# [Request]
Write out exactly, please, the lines from the one containing "find the person with" to the end of the material.

─── Data for the task

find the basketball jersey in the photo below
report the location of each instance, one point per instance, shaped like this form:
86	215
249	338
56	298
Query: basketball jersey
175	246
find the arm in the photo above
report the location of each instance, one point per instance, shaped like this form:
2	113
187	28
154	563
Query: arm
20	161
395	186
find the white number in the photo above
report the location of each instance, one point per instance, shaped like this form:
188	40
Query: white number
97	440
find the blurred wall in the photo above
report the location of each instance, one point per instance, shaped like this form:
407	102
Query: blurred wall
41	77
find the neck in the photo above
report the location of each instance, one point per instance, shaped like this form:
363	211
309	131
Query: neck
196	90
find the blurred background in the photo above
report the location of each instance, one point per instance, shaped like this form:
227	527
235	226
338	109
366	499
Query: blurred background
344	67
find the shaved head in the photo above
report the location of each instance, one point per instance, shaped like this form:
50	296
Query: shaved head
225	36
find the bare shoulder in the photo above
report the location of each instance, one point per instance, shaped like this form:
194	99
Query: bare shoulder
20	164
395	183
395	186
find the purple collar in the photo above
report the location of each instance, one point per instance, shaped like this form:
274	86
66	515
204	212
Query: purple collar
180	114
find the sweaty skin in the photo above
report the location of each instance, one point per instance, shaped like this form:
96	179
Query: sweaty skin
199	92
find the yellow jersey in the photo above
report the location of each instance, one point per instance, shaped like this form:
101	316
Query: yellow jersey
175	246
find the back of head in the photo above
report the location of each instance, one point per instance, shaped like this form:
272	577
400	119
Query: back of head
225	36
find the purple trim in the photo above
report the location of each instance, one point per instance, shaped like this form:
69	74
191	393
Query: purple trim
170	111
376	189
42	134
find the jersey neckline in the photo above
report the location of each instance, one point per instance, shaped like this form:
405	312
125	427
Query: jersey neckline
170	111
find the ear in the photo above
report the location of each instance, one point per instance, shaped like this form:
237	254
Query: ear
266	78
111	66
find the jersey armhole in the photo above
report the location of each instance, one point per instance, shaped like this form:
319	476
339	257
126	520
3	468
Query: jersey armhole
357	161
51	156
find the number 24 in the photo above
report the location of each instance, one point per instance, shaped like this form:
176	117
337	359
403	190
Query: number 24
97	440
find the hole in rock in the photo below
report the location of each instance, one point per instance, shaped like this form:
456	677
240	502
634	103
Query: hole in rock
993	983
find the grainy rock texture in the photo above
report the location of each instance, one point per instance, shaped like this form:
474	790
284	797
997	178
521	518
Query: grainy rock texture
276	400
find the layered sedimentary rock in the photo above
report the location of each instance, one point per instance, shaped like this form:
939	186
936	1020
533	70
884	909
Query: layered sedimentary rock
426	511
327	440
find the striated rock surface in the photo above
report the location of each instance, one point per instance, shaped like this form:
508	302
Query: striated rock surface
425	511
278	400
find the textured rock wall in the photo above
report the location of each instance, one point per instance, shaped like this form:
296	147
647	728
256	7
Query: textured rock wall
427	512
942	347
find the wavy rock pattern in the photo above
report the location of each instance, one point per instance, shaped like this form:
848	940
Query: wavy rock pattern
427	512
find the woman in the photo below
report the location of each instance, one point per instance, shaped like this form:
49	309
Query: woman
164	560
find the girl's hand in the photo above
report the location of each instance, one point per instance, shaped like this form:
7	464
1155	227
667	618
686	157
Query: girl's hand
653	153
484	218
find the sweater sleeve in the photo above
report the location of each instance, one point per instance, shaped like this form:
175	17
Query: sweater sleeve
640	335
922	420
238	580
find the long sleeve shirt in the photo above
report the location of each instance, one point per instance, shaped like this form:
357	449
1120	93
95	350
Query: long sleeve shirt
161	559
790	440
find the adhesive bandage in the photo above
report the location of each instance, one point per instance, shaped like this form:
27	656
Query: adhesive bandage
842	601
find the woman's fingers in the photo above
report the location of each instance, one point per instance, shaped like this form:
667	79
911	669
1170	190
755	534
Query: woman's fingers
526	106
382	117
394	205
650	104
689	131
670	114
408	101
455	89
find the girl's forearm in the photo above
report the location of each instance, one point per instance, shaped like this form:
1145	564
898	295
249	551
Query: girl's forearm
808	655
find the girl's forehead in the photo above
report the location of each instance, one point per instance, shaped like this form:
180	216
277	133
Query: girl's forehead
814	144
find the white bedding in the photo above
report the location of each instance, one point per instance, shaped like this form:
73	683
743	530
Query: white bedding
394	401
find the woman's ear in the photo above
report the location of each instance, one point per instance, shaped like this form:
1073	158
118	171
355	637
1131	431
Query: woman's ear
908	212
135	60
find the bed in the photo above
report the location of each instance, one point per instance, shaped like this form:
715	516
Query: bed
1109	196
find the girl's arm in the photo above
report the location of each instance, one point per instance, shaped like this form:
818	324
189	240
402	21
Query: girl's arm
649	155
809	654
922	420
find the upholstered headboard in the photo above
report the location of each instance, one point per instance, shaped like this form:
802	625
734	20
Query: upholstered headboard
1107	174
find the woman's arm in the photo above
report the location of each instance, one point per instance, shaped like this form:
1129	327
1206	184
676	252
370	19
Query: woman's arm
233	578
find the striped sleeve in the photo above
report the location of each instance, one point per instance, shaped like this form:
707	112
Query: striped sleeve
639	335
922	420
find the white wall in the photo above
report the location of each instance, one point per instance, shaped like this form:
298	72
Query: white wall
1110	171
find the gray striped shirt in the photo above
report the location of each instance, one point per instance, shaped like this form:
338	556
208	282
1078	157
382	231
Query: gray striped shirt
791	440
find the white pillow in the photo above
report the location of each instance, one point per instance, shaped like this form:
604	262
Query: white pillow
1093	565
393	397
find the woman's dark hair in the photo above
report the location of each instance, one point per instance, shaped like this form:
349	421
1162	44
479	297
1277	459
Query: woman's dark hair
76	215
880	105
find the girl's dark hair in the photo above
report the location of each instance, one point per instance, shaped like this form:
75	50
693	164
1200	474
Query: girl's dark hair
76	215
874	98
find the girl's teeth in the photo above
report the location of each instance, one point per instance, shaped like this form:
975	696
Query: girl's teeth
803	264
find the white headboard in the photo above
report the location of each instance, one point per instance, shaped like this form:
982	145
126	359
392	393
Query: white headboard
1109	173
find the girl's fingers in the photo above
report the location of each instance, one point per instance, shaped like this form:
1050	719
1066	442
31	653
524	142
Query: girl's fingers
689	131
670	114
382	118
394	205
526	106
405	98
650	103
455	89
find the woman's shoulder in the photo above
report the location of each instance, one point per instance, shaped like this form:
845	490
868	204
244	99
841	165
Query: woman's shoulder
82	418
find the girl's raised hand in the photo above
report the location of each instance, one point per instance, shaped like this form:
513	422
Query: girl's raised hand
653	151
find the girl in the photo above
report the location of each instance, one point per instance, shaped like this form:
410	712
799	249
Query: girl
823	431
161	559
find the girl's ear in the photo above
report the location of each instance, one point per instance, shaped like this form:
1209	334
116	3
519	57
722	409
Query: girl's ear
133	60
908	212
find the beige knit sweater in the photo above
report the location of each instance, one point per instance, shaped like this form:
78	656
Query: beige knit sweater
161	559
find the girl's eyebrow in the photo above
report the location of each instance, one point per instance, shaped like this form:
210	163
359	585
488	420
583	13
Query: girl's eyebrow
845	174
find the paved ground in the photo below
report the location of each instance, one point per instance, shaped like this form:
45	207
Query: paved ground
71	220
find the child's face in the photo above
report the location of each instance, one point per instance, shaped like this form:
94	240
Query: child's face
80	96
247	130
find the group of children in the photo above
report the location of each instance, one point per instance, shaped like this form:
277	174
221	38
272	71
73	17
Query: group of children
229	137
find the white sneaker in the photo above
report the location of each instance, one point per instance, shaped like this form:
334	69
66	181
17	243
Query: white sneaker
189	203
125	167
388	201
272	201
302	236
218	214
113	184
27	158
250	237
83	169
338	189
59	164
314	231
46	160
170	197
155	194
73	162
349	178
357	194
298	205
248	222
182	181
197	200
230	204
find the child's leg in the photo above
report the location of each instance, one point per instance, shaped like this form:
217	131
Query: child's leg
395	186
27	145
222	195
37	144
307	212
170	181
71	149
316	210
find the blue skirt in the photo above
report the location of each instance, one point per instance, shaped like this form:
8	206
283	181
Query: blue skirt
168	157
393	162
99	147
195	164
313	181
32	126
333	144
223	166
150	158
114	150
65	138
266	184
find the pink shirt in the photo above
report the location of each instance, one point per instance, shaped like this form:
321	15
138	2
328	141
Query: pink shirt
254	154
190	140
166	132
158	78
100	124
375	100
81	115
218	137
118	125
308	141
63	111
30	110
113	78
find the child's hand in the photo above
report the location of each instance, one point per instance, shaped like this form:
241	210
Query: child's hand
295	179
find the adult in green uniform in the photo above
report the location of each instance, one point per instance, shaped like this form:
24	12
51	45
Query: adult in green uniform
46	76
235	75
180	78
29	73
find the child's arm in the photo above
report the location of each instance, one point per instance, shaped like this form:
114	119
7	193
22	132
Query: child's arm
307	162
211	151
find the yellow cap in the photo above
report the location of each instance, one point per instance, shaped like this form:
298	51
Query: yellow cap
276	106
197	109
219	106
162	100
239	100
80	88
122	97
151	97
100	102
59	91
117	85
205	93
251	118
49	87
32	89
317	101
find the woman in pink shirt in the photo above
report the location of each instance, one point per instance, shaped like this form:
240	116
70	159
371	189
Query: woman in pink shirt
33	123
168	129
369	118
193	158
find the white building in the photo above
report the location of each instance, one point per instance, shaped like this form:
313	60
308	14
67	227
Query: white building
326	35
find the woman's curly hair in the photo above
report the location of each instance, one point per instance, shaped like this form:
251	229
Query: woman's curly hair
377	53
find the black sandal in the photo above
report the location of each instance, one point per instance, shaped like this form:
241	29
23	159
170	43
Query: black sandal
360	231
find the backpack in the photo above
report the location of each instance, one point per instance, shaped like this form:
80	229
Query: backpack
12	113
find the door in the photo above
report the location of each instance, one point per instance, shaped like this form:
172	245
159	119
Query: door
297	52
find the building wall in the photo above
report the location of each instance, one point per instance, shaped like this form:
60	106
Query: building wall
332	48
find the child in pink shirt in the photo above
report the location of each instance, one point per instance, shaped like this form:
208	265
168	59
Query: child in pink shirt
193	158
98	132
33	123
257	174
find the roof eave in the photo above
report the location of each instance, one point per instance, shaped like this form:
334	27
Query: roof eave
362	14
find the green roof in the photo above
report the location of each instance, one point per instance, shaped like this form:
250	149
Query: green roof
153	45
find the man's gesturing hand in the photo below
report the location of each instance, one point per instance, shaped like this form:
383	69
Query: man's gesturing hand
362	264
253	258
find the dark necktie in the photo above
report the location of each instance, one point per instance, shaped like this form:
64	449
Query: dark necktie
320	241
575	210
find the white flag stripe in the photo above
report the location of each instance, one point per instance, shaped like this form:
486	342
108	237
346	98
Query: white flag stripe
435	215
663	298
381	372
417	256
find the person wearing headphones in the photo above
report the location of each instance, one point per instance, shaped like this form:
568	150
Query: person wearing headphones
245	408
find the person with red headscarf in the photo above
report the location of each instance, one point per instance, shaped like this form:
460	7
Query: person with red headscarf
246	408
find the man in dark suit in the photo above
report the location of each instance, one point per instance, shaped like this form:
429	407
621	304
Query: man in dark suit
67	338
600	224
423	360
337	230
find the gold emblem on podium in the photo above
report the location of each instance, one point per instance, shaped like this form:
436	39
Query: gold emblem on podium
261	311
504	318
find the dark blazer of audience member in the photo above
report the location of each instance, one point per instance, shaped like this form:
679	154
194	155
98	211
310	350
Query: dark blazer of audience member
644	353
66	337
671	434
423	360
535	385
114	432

──────

# [Task response]
find the person with red headscarf in the photo above
report the location of each instance, one point per instance, shaped like this form:
460	7
Query: person with red headscarf
246	408
find the man in dark suit in the photo above
report the location of each instance, one point per instance, shaped like this form:
429	407
621	304
Query: man in dark suit
67	338
600	224
423	360
337	230
find the gold emblem on podium in the photo above
report the location of each instance, one point per instance, shaped like this form:
436	39
Query: gold emblem on podium
261	311
504	318
find the dark blazer of audience member in the photo above
report the location of each instance, one point per instance, shaped like this form:
679	154
194	155
98	211
310	350
Query: dark blazer of audience member
644	353
66	337
671	434
423	360
535	385
114	432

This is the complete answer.